* **Goal of the exercise**: Copy the lines below, starting with the first one and stopping after the one containing "x=45, y=330". Scale every answer coordinate by 1.4 and round to whole numbers, with halves rounded up, keeping all other text unchanged (including the sample coordinates in the notes) and leaving out the pictures.
══════
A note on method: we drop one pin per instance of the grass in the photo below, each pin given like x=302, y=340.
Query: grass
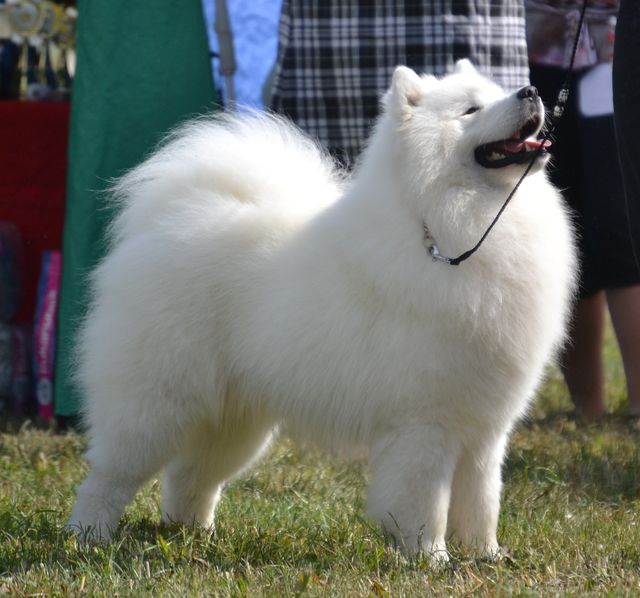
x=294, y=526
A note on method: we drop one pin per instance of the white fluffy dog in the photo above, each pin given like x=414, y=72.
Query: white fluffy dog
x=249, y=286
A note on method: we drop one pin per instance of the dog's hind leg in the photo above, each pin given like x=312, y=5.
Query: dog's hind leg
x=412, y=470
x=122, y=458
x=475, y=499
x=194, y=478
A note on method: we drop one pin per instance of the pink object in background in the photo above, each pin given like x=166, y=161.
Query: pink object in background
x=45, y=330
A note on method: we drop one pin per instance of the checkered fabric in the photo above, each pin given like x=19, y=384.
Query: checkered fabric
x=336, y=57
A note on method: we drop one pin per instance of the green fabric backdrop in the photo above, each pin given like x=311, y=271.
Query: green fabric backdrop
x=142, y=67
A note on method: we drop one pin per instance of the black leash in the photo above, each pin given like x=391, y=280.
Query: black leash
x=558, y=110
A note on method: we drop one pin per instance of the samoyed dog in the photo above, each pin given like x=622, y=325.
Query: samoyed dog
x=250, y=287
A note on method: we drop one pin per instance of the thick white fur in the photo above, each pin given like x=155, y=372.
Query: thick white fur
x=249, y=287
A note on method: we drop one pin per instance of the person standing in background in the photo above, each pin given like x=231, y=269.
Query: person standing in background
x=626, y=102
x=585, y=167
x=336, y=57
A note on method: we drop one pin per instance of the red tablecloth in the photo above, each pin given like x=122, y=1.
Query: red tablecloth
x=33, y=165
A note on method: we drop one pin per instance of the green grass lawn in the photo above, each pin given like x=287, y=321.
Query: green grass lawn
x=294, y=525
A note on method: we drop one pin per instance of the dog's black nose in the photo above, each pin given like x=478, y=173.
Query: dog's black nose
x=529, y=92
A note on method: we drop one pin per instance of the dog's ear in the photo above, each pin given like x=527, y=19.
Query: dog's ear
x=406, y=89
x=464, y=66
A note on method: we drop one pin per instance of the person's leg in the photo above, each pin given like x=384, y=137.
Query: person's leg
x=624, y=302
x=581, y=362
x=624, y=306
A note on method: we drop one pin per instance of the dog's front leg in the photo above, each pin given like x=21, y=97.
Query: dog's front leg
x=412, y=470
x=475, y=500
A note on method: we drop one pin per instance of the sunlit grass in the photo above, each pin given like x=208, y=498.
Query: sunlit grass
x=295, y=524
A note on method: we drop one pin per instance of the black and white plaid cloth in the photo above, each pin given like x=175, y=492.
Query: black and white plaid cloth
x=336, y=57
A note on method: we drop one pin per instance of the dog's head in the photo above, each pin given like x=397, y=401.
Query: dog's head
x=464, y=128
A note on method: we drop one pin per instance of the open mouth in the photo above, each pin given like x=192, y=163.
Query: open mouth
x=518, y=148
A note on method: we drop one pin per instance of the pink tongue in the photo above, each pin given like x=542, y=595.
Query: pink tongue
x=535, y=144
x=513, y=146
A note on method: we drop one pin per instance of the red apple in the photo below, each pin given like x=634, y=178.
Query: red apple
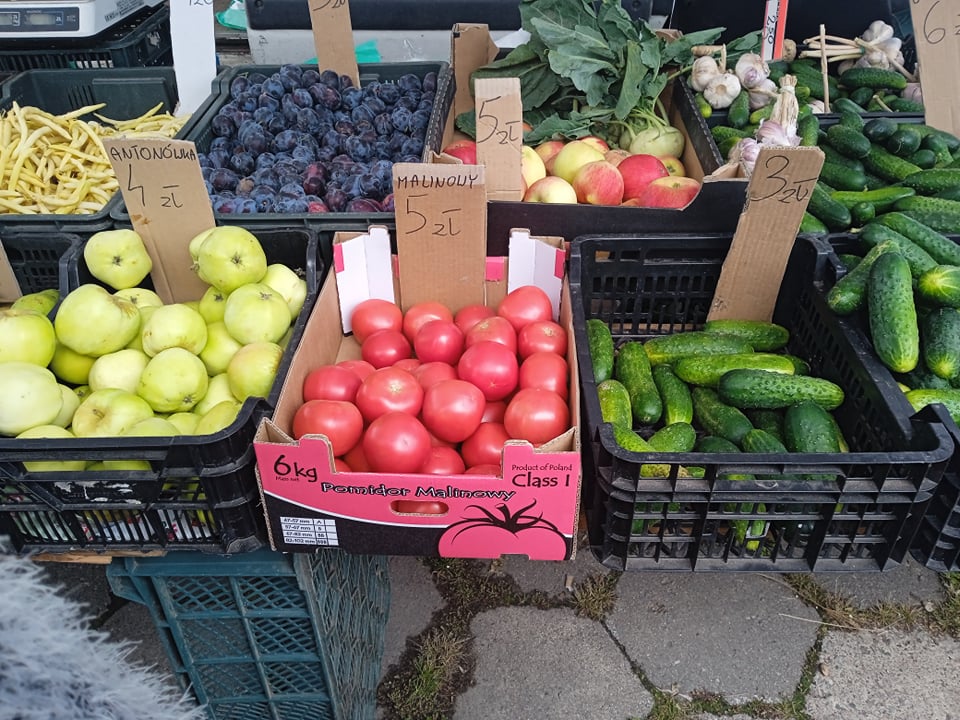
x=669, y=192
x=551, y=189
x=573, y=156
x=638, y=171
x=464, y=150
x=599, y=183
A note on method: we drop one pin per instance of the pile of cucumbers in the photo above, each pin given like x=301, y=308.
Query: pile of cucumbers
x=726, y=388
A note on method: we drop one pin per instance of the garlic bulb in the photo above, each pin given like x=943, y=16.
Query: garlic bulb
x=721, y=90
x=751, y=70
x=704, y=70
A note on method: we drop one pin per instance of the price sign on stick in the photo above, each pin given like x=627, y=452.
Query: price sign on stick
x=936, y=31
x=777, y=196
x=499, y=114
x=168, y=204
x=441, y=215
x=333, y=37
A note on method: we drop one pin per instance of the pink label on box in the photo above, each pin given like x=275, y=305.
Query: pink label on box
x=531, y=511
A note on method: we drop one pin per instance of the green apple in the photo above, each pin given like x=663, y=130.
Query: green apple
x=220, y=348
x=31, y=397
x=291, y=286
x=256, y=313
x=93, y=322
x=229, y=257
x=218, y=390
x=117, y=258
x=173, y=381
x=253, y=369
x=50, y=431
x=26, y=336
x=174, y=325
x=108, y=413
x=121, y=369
══════
* **Solution for this problem**:
A note on method: we drop one pin per instance of the grass in the photo below, each pin given like x=302, y=340.
Query: grass
x=412, y=736
A note on method: we drop one pin per instance of the white fluffy dog in the photo above, each pin given like x=414, y=72.
Query: white fluffy dog
x=349, y=400
A note on method: we drop one pin per instance of the dog's hind leg in the photo above, each pin given like x=312, y=5.
Query: dog's hind leg
x=577, y=658
x=171, y=641
x=665, y=699
x=272, y=669
A note on method: we drop one pin per instance of the pink object in background in the photo above, each pin given like x=166, y=161.
Query: pink object in background
x=63, y=462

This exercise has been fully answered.